Point-per-instance localization data:
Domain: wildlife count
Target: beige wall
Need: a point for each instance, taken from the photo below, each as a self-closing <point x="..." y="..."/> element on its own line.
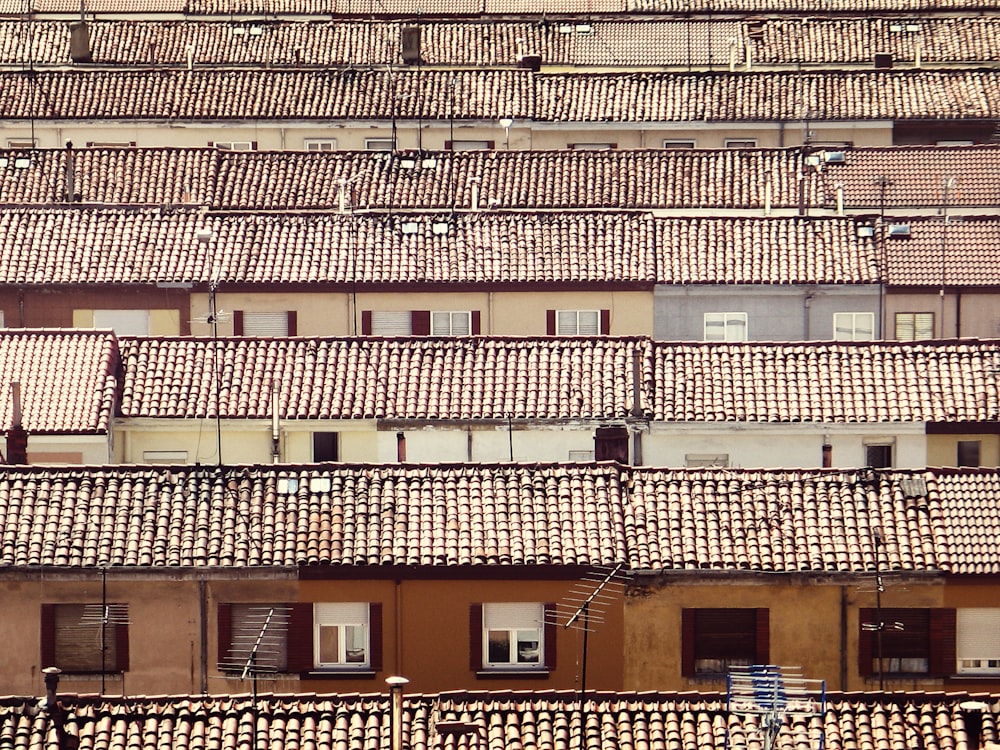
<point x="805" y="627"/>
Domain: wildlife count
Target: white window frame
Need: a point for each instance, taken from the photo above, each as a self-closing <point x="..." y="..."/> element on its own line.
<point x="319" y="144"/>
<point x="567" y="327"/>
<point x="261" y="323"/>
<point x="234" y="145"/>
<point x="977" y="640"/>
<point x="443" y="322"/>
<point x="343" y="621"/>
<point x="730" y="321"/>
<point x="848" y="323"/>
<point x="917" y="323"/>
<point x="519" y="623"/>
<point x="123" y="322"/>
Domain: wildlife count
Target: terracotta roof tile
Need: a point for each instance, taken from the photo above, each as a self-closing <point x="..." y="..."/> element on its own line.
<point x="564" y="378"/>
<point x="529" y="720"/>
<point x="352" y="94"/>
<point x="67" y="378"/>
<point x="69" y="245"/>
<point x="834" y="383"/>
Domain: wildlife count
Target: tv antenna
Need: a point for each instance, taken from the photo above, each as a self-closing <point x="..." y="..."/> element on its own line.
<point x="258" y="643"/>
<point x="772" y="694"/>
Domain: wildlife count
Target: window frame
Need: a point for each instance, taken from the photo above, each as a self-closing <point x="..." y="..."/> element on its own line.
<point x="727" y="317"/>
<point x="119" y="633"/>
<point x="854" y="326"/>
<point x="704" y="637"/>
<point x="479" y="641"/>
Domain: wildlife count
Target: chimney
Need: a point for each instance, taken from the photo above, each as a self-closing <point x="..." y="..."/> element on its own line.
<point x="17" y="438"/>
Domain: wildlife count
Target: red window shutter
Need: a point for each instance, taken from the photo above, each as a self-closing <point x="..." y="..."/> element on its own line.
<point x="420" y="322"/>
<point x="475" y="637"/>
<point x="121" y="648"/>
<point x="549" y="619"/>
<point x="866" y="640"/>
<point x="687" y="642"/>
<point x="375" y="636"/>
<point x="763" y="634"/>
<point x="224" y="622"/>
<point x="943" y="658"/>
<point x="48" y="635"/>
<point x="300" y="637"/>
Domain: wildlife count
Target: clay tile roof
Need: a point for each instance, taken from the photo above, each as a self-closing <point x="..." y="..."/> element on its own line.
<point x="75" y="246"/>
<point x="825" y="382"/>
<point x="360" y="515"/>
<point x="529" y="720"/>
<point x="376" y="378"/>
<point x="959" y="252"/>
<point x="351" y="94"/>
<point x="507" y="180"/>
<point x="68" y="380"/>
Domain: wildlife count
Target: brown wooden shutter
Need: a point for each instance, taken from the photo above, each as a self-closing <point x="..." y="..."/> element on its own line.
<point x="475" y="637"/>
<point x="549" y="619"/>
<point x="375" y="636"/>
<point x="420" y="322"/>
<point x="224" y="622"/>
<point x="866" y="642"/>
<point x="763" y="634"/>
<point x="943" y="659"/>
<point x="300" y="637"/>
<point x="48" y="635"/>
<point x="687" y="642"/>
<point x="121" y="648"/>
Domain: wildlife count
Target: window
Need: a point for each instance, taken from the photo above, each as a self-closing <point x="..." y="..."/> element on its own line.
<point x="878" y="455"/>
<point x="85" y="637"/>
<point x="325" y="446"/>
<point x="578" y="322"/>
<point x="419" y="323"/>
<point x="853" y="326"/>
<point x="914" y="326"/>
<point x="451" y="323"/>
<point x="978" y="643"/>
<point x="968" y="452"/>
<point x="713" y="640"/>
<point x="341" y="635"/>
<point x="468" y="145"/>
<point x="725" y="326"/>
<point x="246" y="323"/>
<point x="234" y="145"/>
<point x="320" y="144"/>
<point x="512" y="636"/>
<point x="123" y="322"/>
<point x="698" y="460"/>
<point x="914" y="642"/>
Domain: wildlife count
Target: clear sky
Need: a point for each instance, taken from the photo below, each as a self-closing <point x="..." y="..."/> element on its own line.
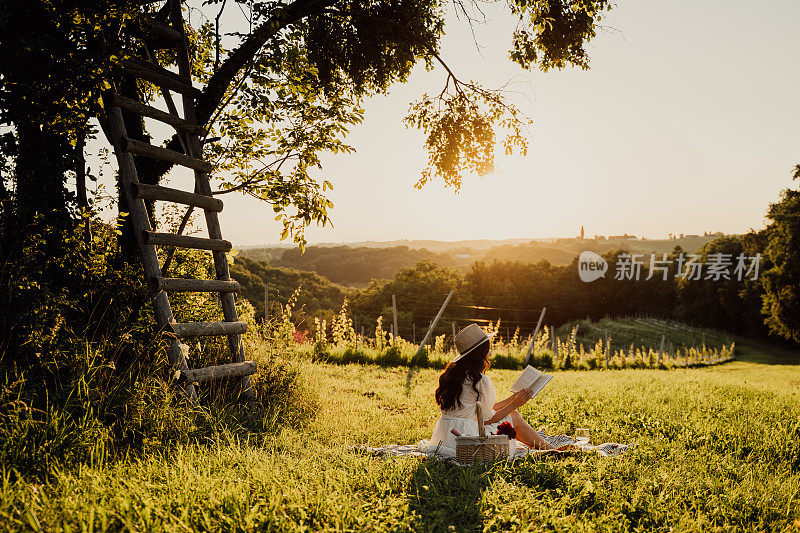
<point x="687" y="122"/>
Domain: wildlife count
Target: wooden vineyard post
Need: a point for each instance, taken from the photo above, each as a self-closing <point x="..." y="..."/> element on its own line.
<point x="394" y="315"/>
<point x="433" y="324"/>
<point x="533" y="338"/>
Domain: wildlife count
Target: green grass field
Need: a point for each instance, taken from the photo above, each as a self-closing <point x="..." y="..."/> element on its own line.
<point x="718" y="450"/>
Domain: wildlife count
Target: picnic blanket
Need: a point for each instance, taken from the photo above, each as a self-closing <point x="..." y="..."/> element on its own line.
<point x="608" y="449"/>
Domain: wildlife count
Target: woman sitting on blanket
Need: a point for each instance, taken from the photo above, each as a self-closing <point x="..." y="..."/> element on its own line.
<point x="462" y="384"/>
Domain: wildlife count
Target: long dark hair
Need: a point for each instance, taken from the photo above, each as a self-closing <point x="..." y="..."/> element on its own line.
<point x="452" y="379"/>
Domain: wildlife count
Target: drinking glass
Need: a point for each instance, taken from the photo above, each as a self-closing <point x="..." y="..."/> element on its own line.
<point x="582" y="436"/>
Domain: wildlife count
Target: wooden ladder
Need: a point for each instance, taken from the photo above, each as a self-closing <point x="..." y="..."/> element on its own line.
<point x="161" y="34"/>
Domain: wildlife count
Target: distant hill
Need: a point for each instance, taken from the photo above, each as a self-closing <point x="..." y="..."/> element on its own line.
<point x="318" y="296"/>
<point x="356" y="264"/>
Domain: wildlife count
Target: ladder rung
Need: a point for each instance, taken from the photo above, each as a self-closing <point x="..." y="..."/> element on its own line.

* WORK TO BE COMPLETED
When the line containing "Target: distant hill" is found in the records above, restate it and every later line word for word through the last one, and nothing more.

* TASK RESULT
Target: distant hill
Need: a point for each instance, taken from the photo above, each as a self-closing <point x="..." y="..."/> element on its own line.
<point x="318" y="296"/>
<point x="356" y="264"/>
Domain: wildlife count
Target: ladder rung
Need: a point for each instance, taken from the photo above, each as a self-closing <point x="..." y="..."/> element on its own line.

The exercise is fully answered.